(Box annotations for photos)
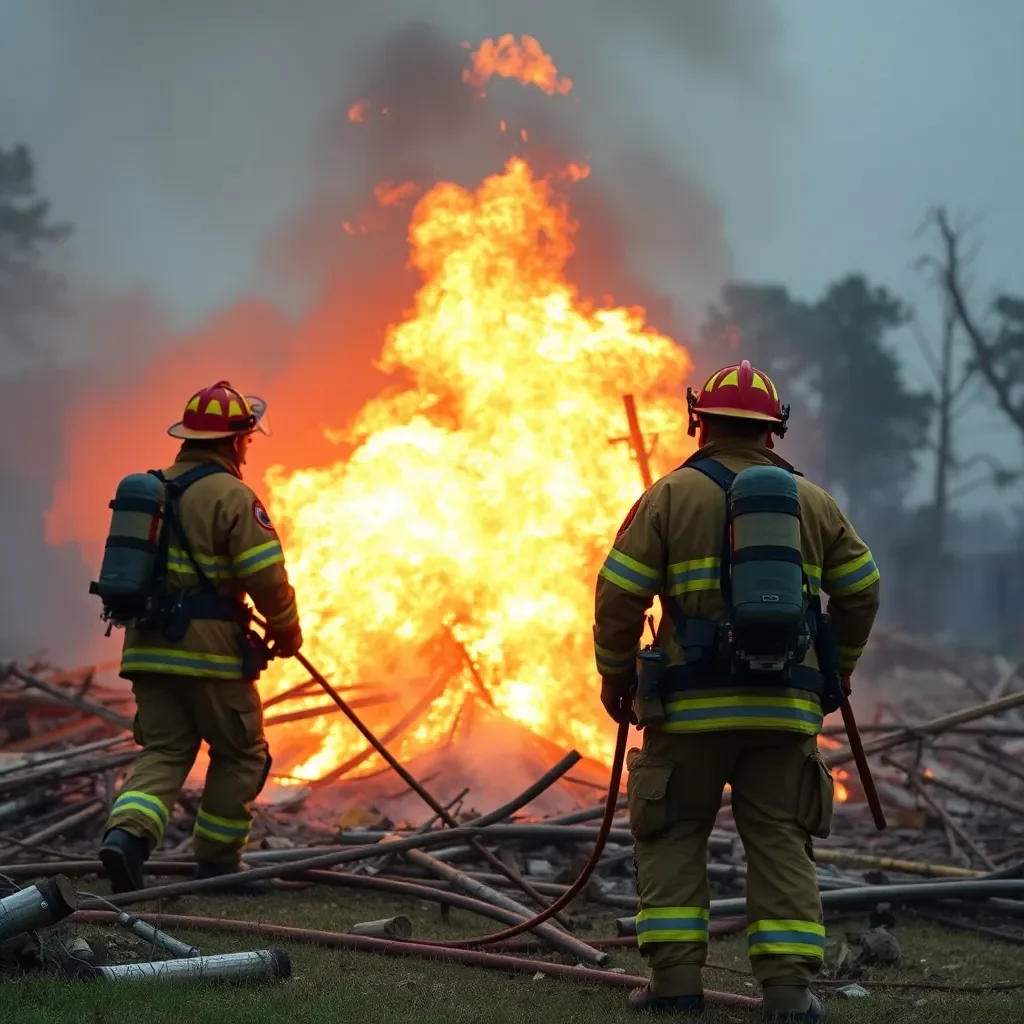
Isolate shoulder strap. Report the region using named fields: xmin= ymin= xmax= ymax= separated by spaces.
xmin=680 ymin=451 xmax=736 ymax=598
xmin=156 ymin=462 xmax=227 ymax=591
xmin=679 ymin=452 xmax=736 ymax=494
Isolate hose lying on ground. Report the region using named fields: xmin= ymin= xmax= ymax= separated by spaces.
xmin=73 ymin=910 xmax=761 ymax=1010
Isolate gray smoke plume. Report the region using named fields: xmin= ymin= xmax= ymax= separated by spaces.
xmin=0 ymin=0 xmax=790 ymax=659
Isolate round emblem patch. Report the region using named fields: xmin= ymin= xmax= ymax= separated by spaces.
xmin=253 ymin=498 xmax=274 ymax=534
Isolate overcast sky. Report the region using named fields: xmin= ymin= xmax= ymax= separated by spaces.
xmin=0 ymin=0 xmax=1024 ymax=479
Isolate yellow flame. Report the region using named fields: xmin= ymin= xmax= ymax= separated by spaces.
xmin=265 ymin=159 xmax=691 ymax=778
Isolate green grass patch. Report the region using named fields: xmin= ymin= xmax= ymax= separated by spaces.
xmin=0 ymin=889 xmax=1024 ymax=1024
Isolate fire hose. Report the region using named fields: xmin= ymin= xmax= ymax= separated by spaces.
xmin=253 ymin=616 xmax=630 ymax=959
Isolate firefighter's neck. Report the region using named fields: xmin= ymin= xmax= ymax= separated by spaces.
xmin=698 ymin=420 xmax=771 ymax=449
xmin=178 ymin=435 xmax=251 ymax=479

_Goal of the exercise_: Copy every line of the records above word for word, without the pictures.

_Solved exercise_:
Isolate shoulder strap. Report the region using named fields: xmin= ymin= xmax= ymax= separated by spaces.
xmin=680 ymin=451 xmax=736 ymax=598
xmin=156 ymin=462 xmax=227 ymax=591
xmin=679 ymin=452 xmax=736 ymax=494
Isolate hose lying on ground. Report the region using named fields: xmin= ymin= xmax= ymax= separated by spaces.
xmin=73 ymin=910 xmax=761 ymax=1010
Isolate gray smoke plume. Report the region using named fields: xmin= ymin= xmax= ymax= separated by spaces.
xmin=0 ymin=0 xmax=790 ymax=659
Isolate round emblem patch. Report the region using named fields: xmin= ymin= xmax= ymax= separated by spaces.
xmin=253 ymin=498 xmax=274 ymax=534
Isolate overcast sky. Report the region using named fields: xmin= ymin= xmax= ymax= separated by spaces.
xmin=0 ymin=0 xmax=1024 ymax=479
Isolate yellow flame. Report the region using named fields: xmin= ymin= xmax= ymax= separated by spaces.
xmin=265 ymin=159 xmax=691 ymax=778
Isolate green grass patch. Report the region using named fields: xmin= ymin= xmax= ymax= separated by spaces.
xmin=0 ymin=889 xmax=1024 ymax=1024
Isolate fire hose. Report the region using named fields: xmin= ymin= xmax= ymax= separated by spaces.
xmin=253 ymin=616 xmax=630 ymax=959
Isolate firefighter's neck. Report the region using named fields: xmin= ymin= xmax= ymax= separated by spaces.
xmin=698 ymin=420 xmax=771 ymax=449
xmin=178 ymin=435 xmax=251 ymax=479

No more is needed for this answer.